#### Your goal
Search term "wall": please show all lines in the listing that contain it.
---- Records supplied
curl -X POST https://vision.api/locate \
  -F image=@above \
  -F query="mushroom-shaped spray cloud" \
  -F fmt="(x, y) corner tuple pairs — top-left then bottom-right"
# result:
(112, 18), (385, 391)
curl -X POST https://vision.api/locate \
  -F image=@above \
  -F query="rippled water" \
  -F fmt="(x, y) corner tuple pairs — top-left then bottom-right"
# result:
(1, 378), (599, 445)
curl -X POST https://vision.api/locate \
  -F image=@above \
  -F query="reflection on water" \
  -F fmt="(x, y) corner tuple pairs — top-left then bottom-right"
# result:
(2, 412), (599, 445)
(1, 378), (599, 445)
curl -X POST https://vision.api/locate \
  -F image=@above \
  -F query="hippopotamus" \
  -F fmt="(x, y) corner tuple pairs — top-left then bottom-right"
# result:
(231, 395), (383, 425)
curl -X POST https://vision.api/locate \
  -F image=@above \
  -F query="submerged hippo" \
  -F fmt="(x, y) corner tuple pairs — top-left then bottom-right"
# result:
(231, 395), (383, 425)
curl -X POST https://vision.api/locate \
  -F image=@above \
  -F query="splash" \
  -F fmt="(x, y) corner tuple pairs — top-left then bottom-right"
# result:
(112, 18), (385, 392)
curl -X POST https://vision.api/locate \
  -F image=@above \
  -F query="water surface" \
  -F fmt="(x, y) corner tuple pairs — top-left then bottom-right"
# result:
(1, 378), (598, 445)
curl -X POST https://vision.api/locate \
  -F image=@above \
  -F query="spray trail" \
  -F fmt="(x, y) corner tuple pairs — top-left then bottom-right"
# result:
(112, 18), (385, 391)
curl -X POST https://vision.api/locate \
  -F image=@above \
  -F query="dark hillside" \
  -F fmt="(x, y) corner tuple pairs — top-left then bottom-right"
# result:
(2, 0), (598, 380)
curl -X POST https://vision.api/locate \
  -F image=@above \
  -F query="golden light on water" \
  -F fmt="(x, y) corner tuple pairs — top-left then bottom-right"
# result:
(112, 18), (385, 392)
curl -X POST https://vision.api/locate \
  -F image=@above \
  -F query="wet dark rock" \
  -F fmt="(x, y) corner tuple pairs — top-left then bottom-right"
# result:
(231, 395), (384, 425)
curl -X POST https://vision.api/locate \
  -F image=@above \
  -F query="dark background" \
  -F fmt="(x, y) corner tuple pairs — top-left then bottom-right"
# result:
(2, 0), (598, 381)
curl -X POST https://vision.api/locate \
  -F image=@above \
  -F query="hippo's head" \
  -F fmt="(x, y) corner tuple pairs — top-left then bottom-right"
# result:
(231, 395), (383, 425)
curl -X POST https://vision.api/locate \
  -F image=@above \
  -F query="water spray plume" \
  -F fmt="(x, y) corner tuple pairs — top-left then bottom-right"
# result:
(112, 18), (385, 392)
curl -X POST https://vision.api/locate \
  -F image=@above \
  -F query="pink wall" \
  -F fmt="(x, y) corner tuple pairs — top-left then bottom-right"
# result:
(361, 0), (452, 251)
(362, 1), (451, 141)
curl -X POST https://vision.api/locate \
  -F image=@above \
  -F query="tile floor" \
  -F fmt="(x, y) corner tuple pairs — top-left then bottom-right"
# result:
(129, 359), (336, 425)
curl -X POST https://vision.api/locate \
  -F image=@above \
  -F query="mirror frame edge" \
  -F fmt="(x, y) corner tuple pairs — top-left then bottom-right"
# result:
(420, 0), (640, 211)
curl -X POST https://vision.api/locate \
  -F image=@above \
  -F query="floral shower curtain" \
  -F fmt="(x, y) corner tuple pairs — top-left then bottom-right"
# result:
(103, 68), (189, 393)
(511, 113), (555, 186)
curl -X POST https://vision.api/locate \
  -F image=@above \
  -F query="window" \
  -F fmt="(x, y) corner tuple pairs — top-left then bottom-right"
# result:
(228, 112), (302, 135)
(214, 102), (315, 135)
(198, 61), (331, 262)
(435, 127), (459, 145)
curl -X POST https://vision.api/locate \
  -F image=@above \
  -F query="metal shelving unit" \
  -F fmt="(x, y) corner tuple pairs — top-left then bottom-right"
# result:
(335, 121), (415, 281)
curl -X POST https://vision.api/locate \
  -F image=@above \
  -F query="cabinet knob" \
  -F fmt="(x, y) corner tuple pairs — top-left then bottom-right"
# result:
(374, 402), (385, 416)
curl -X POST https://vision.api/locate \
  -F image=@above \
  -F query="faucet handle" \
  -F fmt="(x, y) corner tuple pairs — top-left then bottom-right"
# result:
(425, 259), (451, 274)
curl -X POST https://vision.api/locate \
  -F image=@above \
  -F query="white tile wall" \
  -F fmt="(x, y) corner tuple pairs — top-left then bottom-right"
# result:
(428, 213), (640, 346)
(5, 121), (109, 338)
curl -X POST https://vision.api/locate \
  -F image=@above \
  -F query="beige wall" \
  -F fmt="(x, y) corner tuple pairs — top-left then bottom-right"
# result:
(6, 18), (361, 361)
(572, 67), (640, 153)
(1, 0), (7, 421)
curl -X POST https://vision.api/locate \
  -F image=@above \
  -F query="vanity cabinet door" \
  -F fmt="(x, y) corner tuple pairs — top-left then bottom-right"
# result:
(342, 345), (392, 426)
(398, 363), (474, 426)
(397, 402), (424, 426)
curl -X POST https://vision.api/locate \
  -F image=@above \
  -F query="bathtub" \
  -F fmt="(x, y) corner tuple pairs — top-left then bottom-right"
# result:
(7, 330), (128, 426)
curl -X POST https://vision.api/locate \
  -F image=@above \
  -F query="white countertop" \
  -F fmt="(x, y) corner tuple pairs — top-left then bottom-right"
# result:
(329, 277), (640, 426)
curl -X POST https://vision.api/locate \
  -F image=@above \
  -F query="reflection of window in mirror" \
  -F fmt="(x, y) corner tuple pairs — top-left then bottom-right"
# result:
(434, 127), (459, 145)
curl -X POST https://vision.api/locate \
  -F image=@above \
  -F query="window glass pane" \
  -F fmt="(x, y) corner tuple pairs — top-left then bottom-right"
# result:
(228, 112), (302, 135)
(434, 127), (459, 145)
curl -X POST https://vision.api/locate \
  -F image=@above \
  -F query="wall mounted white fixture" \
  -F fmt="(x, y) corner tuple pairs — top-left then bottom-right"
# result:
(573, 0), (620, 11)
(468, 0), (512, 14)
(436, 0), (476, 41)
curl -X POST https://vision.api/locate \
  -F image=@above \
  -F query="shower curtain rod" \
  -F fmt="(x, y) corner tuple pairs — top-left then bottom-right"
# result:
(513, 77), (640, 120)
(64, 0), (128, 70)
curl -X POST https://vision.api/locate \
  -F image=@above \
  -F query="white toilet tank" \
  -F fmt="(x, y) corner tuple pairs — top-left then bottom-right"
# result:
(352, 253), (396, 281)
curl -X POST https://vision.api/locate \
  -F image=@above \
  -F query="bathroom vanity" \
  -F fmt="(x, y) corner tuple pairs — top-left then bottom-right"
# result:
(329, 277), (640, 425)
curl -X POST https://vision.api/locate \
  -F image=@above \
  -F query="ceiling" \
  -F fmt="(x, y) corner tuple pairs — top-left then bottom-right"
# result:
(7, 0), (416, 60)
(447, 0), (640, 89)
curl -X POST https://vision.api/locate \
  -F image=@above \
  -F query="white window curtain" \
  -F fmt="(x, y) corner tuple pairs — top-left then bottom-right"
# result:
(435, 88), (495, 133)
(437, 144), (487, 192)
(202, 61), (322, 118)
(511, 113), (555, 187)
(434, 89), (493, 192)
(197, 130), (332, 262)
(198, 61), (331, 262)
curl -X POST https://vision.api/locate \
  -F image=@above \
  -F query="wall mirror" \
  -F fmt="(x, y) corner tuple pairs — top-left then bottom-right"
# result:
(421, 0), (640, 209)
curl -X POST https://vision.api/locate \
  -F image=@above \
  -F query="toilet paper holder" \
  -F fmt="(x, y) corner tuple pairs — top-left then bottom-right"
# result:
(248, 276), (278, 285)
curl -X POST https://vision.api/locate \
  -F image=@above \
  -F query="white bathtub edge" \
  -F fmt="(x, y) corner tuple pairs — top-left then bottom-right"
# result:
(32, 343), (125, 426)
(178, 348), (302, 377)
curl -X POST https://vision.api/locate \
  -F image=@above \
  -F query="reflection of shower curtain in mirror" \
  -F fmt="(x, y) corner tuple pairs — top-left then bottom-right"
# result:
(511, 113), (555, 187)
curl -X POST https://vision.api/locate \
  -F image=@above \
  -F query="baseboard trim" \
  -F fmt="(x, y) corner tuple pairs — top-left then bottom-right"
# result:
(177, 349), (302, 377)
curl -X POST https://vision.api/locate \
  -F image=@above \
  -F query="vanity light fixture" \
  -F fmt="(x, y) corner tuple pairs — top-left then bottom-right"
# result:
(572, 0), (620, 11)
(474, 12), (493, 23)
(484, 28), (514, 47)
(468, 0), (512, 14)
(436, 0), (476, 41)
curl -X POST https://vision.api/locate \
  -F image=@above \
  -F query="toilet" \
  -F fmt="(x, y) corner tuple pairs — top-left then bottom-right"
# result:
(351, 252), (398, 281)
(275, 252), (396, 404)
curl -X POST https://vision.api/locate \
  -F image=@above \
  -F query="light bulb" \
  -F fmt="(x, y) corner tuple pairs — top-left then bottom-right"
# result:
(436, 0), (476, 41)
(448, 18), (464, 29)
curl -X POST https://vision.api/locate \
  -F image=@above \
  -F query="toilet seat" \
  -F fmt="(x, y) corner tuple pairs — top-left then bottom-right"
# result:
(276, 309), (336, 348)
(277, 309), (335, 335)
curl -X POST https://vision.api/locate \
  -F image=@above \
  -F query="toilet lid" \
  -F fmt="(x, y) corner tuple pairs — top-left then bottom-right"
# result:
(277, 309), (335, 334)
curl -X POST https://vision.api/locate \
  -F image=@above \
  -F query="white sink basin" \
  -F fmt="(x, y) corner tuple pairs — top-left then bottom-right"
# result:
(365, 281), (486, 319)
--------
#### Response to this exercise
  -F query="pink wall" \
  -F query="white tile wall" \
  -F query="beige wall" \
  -F query="wall mounted white fixture" \
  -F query="wall mirror" \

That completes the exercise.